PROVIDED DATA:

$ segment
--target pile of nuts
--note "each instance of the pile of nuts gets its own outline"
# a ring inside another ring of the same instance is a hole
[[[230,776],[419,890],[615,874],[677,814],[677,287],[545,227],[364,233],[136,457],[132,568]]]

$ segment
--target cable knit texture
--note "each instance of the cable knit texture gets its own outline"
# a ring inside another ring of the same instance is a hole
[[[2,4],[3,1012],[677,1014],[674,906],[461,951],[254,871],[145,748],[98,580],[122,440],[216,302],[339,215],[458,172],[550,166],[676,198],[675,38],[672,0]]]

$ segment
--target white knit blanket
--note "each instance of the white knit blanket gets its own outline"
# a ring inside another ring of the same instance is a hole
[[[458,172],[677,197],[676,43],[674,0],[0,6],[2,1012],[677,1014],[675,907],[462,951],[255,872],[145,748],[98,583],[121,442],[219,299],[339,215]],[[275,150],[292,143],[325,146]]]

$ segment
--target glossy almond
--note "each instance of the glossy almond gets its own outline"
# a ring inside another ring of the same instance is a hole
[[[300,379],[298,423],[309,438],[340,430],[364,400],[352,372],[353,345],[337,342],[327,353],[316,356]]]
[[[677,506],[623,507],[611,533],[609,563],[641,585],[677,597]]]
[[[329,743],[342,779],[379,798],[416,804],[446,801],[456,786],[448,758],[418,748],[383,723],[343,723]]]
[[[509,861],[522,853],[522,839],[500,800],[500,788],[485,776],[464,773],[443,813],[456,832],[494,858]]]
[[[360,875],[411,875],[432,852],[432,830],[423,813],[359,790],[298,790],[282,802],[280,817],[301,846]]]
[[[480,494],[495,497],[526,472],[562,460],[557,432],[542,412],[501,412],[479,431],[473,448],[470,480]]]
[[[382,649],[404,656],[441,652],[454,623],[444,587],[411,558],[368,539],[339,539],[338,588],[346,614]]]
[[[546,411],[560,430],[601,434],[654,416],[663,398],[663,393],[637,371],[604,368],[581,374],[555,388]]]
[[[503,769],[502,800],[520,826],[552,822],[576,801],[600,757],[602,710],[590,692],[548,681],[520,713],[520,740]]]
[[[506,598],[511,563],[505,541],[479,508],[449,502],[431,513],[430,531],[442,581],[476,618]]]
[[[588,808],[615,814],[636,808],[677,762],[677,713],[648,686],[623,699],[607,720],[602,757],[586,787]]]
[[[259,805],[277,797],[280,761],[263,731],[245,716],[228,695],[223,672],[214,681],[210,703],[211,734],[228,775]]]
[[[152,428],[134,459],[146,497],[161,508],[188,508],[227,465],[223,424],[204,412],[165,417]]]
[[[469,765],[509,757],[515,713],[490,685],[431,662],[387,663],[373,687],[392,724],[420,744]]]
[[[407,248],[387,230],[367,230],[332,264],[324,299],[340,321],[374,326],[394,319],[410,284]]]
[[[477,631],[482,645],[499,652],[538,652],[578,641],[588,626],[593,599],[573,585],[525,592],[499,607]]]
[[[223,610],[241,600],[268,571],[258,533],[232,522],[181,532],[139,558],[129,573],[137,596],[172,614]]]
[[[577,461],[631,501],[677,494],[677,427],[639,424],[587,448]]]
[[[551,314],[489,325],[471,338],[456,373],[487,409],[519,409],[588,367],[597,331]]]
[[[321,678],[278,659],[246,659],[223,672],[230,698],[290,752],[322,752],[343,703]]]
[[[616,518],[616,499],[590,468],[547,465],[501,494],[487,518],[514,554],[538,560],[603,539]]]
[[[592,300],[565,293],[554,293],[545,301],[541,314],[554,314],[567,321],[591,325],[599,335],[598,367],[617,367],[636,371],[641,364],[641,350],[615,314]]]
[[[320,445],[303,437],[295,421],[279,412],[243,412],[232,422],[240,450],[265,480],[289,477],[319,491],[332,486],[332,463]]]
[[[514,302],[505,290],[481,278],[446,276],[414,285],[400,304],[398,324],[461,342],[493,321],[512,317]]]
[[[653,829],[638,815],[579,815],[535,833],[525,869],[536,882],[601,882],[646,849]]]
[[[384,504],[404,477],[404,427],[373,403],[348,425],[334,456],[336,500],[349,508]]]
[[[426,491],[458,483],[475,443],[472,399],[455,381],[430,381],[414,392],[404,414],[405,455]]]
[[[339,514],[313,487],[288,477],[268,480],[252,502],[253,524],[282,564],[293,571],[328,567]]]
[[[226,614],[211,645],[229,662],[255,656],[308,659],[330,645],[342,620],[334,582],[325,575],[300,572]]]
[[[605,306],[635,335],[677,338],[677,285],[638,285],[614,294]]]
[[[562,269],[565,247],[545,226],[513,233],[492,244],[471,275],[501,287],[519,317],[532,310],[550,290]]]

REQUIRED TASK:
Pick out every line of the records above that contains the string "knit", matching case exactly, and copy each of those lines.

THE COMPLETED TASK:
--target cable knit texture
--note "each instance of the cable knit texture gets its own outline"
--target white knit blanket
--note "each instance of the white knit blanket gets its own outline"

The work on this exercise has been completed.